WHAT NEEDS TO BE DONE:
For the string "step", report how many lines in the records below contain it, and nothing more.

Natural-language object grounding data
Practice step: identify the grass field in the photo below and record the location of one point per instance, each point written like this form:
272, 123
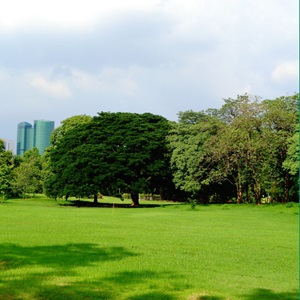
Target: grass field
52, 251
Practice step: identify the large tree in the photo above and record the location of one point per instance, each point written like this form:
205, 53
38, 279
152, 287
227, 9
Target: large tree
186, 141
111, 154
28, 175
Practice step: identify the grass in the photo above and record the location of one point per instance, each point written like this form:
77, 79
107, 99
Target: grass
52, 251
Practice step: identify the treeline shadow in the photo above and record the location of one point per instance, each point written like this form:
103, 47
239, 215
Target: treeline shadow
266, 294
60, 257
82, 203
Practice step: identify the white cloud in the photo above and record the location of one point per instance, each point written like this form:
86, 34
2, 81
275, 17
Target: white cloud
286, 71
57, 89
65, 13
---
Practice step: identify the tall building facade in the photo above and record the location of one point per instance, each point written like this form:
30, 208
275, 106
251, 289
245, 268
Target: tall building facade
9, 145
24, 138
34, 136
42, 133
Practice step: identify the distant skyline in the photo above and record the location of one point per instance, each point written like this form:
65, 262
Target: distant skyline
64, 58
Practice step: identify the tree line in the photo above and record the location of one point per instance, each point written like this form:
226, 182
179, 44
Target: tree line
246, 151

PROBLEM SOLUTION:
8